▶ [TEXTAUSZUG]:
⟨
Der Branche gehen die Arbeitskräfte aus. Das liegt nicht nur daran, dass mehr gedreht wird. ­­Einige kehren der Branche einfach den Rücken. Warum? Ein Erfahrungsbericht mit Vorschlägen. | Foto © Archiv

Ich bin jetzt seit über zehn Jahren beim Film. Ich habe mit 17 mein erstes Praktikum gemacht und wusste sofort: Da will ich hin! Die Mischung zwischen laufender Baustelle und Kunst, der Rhythmus, der Typ Mensch, der sich für den Beruf entscheidet – das traf alles meinen Geschmack. Man verdient, subjektiv betrachtet, nicht schlecht, kann im Winter ein paar Wochen wegfahren ohne zu befürchten, den Job zu verlieren, und es ist äußerst vielfältig und abwechslungsreich. Aber der Schein trügt und nicht zu knapp. Vielleicht war ich noch zu jung, um das endlose Spiel zu durchschauen. Vielleicht habe ich mich auch von den unzähligen Wichtigtuern blenden lassen. Den Weitblick hatte ich auf jeden Fall nicht, und jetzt stehe ich da ohne Ausbildung, ohne Abschluss, mit einer Berufsbezeichnung, die man „Set-Aufnahmeleitung“ nennt, und mit der ich woanders nichts anfangen kann.
⟩
▶ [In einem Datensatz aufgeführte Einträge]:
⟨
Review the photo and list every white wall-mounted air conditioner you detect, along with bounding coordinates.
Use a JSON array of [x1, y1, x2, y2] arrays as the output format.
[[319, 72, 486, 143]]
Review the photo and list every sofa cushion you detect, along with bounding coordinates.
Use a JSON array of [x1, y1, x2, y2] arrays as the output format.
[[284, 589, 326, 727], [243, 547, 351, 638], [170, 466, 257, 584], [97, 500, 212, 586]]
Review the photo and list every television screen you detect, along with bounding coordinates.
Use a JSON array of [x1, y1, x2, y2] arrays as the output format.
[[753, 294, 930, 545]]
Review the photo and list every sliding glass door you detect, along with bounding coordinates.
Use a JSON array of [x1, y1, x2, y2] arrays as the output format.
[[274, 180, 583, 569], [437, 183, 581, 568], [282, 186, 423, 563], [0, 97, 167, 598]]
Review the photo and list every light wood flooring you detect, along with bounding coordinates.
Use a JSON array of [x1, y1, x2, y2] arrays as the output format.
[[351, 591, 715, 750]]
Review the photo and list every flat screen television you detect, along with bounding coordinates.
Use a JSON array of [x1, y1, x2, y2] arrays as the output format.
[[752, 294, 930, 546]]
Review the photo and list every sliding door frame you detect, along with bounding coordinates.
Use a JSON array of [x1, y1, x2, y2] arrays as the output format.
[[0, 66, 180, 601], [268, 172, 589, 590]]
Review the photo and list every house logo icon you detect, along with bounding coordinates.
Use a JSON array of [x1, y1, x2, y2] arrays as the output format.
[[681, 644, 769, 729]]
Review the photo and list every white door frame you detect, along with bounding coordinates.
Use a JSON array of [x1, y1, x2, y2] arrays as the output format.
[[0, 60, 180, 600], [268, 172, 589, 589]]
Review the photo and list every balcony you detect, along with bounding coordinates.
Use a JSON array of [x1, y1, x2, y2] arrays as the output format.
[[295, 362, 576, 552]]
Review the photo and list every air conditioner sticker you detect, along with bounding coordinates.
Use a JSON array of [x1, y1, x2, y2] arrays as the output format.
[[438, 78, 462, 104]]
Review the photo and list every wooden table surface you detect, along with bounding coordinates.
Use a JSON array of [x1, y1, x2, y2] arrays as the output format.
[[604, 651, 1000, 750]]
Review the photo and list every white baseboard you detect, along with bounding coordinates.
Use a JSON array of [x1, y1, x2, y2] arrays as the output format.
⟩
▶ [DIE AUFGABEN]:
1. Zitieren Sie aus dem Textauszug über die Filmbranche wörtlich die Stelle, die mit „Ich bin jetzt“ beginnt und bis einschließlich „nichts anfangen kann.“ reicht.
2. Beantworten Sie anhand des Textauszugs über die Filmbranche folgende Fragen:
(a) In welchem Alter hat die berichtende Person ihr erstes Praktikum gemacht?
(b) Seit wie vielen Jahren ist die berichtende Person beim Film?
(c) Welche Berufsbezeichnung trägt die berichtende Person?
Die Auflistung hat mit dem Textauszug nichts zu tun.

▶ [LÖSUNGEN JE AUFGABE]:
1.
Ich bin jetzt seit über zehn Jahren beim Film. Ich habe mit 17 mein erstes Praktikum gemacht und wusste sofort: Da will ich hin! Die Mischung zwischen laufender Baustelle und Kunst, der Rhythmus, der Typ Mensch, der sich für den Beruf entscheidet – das traf alles meinen Geschmack. Man verdient, subjektiv betrachtet, nicht schlecht, kann im Winter ein paar Wochen wegfahren ohne zu befürchten, den Job zu verlieren, und es ist äußerst vielfältig und abwechslungsreich. Aber der Schein trügt und nicht zu knapp. Vielleicht war ich noch zu jung, um das endlose Spiel zu durchschauen. Vielleicht habe ich mich auch von den unzähligen Wichtigtuern blenden lassen. Den Weitblick hatte ich auf jeden Fall nicht, und jetzt stehe ich da ohne Ausbildung, ohne Abschluss, mit einer Berufsbezeichnung, die man „Set-Aufnahmeleitung“ nennt, und mit der ich woanders nichts anfangen kann.

2.
(a) Mit 17 Jahren.
(b) Seit über zehn Jahren.
(c) „Set-Aufnahmeleitung“.